-- CHALLENGE 1 --
Reproduce verbatim the part of the blog post below that opens with the words containing "Born and raised" and closes with "returning to it.".
-- CHALLENGE 2 --
According to the blog post below, in which town will the author's family be based after relocating to the South Island of New Zealand?

-- EXTRACTED TEXT --

★ ★ ★

Born and raised on the South Coast of NSW Australia, my home has always been in and around the seaside suburbs of Wollongong. Over the past 30 years I’ve witnessed some amazing sights, experienced  growth, change and explored escarpment trails and countless miles of coastline. I’ve always felt proud and privileged to call this place home. 

Since picking up a camera, photography has led me around the world, often to remote and wild places where nature reigns and man is humbled. These travels have effected and influenced my thoughts, actions and outlook on life. During this time I formed a love and admiration for the South Island of New Zealand, to a point where flying out of NZ felt more like leaving home instead of returning to it.

So, after being on my heart and mind for sometime now, my wife and I are excited to have just purchased our first home and will be relocating to the South Island of NZ with our two kids to commence the next chapter in life. Based in Te Anau, the gateway to Fiordland, we’re both excited for the adventure ahead and the different lifestyle for both us and our children. Change can be feared but that’s temporal. Regret however, can haunt us forever. So, I’m embracing change and whatever it may bring, looking to learn, laugh and grow along the way.

Most of my work is actually of overseas locations but I wanted to share in this post some of my favourite photo’s captured in the Illawarra region, accompanied by a brief back story for each. The majority of these are older and although not what I’d consider my best work, they all mean something special to me.

It’s always been my hope to inspire people. I know some of the photos I have shared from here over the years have indeed done so. And for that, I am grateful. At the least, I hope you might be encouraged to go outside and explore, to look at the world closer, through new eyes with a sense of purpose. That’s what this journey has been about for me.

Thank you for viewing. WP

 

 

 

Tree Of Life (2012)

The oldest photo in my website gallery and still a personal favourite. I spent my life passing by this tree just off the side of the highway at Windang. I always thought it looked so scenic standing resiliently by the edge of lake, so the same year I became interested in photography it became one of the first subjects I set out to capture. They don’t get much simpler than this, but sometimes that’s the key. 

Home (2012)

Sunrise soon became my favourite time of day and after experiencing a display like this, I knew pursuing and capturing light was going to be a life long affair. I think this was actually one of the first photo’s I made using a tripod, which really opened up a world of new possibilities for me, particularly being able to slow down water movement and shoot in low light. From this day onward I have awoken every morning before the sun rises, just to see if something like this might occur. As you can imagine, it’s quite rare but I would still venture out with my camera on a weekly basis, learning to understand land appreciated light and these simple moments by the sea.

★ ★ ★

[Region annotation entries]
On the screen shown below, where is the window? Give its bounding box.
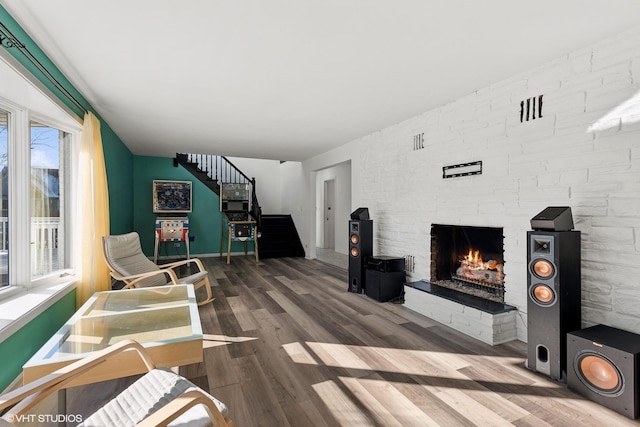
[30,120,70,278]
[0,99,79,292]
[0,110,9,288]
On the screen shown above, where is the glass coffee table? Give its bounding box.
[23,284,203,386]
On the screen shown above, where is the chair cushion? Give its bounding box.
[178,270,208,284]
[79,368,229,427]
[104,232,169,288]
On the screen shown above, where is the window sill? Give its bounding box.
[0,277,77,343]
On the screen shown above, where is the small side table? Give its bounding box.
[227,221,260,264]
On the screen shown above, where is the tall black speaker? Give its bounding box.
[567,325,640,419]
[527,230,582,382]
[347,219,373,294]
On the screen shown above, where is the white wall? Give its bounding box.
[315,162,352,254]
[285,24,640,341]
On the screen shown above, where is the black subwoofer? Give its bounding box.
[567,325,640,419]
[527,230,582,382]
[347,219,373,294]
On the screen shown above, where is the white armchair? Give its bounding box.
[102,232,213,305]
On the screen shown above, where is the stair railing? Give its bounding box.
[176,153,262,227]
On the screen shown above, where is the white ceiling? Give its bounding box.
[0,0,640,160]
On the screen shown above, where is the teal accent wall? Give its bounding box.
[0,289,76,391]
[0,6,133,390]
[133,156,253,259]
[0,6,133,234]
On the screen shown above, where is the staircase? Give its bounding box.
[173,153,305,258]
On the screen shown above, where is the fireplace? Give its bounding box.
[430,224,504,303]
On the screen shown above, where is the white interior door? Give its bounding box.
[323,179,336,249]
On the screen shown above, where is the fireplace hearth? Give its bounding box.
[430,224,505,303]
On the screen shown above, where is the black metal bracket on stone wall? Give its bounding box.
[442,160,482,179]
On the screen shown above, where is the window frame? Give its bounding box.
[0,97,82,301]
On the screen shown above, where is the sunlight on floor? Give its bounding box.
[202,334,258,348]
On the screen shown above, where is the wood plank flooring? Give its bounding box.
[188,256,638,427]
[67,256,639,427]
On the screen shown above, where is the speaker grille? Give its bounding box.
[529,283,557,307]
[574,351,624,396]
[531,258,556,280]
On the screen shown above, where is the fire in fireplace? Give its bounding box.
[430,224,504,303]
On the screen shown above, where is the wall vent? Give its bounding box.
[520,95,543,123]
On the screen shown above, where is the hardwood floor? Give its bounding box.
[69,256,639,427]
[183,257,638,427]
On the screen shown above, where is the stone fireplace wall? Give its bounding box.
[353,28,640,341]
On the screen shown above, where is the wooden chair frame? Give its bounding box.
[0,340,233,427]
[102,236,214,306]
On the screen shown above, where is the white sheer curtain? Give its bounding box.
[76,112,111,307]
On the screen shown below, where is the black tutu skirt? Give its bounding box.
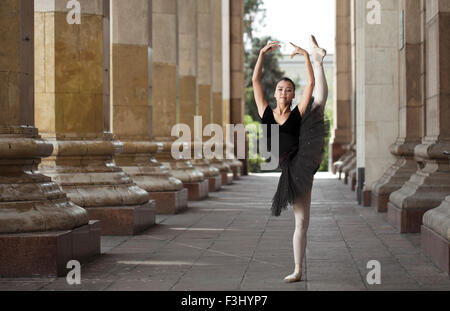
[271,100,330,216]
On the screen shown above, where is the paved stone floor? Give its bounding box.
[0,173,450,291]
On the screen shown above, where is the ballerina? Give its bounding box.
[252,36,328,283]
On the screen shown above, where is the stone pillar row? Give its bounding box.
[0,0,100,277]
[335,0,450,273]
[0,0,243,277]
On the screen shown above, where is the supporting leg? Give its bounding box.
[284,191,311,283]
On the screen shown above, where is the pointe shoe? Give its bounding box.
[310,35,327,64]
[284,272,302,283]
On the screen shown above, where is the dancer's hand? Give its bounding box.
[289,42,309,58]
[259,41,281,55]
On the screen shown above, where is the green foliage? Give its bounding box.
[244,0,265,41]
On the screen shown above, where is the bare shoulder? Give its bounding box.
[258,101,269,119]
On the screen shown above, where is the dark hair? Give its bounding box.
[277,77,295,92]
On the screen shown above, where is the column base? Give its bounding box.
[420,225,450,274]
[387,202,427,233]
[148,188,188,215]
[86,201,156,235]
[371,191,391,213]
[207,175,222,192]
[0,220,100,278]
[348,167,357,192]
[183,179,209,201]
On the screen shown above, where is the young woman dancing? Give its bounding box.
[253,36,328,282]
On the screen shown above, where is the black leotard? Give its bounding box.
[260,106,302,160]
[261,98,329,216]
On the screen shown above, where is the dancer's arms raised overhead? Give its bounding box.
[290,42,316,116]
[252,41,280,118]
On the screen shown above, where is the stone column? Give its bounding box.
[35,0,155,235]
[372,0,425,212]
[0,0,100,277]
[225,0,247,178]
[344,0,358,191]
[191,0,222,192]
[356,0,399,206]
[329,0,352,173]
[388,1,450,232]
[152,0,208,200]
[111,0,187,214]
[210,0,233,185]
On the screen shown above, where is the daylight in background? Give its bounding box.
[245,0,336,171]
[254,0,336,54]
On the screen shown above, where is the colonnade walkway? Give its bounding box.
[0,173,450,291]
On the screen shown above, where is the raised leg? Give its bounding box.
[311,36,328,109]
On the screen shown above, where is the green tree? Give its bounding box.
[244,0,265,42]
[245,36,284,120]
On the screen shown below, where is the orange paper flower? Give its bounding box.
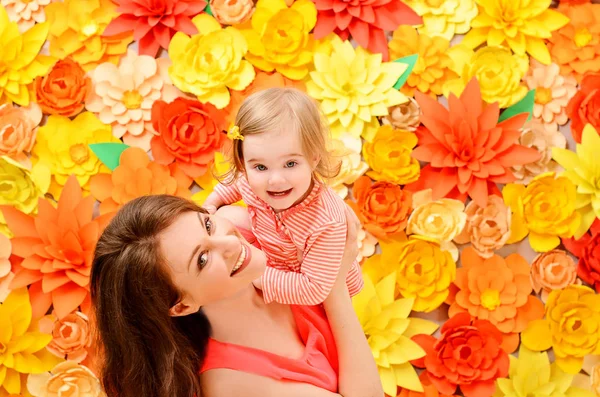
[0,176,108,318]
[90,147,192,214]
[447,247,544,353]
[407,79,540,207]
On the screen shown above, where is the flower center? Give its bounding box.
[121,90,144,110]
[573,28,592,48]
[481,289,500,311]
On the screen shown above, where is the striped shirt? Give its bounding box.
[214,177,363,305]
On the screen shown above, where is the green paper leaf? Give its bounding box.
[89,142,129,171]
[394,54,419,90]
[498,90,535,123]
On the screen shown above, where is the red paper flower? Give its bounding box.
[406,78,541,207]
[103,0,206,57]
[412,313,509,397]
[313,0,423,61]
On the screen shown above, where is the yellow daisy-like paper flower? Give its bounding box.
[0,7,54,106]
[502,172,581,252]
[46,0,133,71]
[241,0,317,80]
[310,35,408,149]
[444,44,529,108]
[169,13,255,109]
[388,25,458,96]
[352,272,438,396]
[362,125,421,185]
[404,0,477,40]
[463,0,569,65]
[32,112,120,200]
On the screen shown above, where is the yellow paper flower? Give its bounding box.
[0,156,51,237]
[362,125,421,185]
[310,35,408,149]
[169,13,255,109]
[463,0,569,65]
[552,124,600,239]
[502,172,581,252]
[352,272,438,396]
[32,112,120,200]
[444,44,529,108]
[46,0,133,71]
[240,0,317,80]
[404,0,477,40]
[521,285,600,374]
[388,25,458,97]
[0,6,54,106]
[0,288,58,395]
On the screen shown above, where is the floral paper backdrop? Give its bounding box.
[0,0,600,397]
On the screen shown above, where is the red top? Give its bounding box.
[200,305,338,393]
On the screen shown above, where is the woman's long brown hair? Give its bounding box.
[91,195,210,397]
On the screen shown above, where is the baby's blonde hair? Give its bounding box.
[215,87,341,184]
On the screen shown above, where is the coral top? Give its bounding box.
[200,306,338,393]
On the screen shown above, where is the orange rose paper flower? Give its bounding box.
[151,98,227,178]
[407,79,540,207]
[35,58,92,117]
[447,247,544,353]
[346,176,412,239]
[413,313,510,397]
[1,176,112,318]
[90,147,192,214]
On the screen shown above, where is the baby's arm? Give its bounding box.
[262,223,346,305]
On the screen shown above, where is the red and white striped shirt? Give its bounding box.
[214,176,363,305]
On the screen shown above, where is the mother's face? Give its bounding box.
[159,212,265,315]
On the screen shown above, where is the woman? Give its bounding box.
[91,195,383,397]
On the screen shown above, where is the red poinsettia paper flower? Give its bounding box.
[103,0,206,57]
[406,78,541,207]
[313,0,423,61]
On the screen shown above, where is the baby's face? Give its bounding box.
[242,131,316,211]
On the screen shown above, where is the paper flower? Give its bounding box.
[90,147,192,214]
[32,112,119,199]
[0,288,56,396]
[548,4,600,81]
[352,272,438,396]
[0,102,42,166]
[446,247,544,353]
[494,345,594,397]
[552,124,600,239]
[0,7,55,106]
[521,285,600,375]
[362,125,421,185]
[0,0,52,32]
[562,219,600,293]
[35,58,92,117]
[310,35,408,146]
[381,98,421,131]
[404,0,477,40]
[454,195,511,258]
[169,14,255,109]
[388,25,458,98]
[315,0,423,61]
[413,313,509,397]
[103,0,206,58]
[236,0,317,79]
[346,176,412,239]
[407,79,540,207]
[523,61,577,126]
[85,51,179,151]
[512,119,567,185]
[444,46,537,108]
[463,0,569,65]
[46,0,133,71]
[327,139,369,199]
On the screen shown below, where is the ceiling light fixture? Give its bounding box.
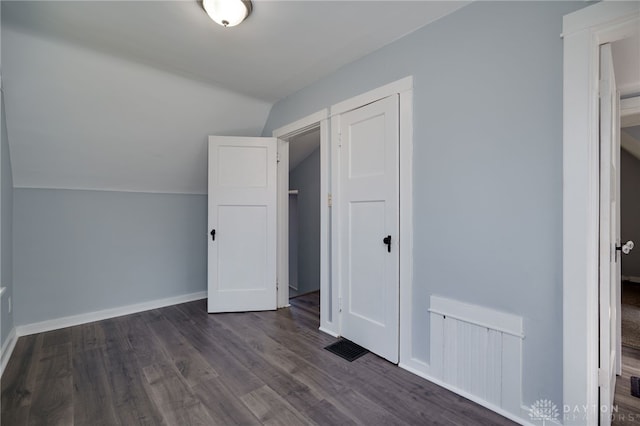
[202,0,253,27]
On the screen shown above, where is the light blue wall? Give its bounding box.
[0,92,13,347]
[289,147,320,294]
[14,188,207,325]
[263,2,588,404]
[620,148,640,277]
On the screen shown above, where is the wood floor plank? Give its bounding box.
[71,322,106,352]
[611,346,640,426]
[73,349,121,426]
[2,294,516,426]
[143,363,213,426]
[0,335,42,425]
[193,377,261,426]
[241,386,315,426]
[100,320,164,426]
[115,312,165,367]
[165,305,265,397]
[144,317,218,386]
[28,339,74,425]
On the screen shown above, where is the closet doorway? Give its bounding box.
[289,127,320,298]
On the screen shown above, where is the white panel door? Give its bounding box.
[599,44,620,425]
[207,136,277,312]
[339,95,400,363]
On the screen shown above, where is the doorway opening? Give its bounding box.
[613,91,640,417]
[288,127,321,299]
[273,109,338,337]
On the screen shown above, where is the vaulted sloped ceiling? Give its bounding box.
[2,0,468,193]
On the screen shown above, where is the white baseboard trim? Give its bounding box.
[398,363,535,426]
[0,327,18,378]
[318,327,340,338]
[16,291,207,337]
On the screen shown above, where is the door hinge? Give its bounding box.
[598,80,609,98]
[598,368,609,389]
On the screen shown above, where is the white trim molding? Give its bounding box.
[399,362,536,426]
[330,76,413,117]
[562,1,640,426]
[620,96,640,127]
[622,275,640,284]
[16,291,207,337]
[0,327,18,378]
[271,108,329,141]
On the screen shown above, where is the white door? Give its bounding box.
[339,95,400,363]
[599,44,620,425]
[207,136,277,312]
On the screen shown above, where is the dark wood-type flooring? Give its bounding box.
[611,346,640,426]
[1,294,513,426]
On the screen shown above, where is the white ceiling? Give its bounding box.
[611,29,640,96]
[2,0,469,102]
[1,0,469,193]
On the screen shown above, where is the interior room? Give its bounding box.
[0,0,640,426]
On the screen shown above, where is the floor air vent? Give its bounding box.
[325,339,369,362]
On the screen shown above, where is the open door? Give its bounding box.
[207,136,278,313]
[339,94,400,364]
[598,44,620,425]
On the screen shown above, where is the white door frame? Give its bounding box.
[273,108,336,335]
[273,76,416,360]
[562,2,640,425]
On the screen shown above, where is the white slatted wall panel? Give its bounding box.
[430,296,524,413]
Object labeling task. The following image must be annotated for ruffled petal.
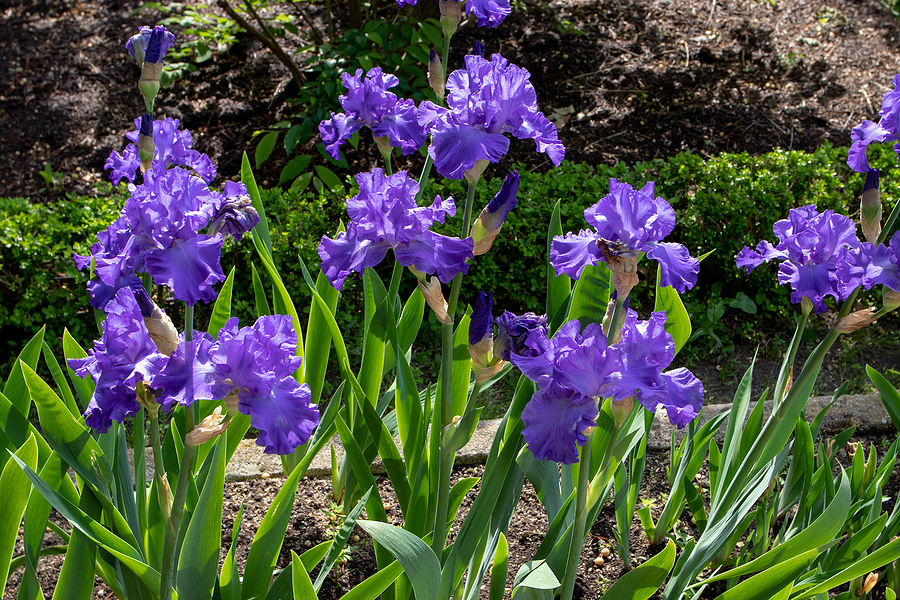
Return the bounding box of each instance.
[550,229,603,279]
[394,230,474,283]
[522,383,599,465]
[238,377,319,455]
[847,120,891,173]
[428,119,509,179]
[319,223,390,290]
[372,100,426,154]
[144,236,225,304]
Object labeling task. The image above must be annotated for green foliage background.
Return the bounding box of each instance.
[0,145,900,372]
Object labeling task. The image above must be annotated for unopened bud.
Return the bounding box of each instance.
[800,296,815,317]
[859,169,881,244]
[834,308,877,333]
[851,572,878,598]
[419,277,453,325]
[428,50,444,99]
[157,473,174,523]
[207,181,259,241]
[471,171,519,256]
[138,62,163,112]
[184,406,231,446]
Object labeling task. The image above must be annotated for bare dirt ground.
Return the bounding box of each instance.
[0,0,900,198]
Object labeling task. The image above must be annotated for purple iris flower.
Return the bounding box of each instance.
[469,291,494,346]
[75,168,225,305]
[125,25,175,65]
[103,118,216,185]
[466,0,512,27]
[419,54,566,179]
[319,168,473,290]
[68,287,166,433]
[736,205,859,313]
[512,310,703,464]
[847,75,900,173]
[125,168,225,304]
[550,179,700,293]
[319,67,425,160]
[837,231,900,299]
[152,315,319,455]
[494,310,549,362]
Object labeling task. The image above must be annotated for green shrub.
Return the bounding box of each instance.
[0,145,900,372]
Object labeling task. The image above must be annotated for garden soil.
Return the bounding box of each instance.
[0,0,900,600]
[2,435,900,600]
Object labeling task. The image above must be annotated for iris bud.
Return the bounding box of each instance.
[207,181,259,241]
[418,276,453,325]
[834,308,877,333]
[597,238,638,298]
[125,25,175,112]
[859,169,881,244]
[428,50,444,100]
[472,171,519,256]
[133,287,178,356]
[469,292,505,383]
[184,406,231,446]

★ ★ ★

-- OUTPUT 1 --
Born and raised on the South Coast of NSW Australia, my home has always been in and around the seaside suburbs of Wollongong. Over the past 30 years I’ve witnessed some amazing sights, experienced  growth, change and explored escarpment trails and countless miles of coastline. I’ve always felt proud and privileged to call this place home. 

Since picking up a camera, photography has led me around the world, often to remote and wild places where nature reigns and man is humbled. These travels have effected and influenced my thoughts, actions and outlook on life. During this time I formed a love and admiration for the South Island of New Zealand, to a point where flying out of NZ felt more like leaving home instead of returning to it.

-- OUTPUT 2 --
Te Anau, the gateway to Fiordland.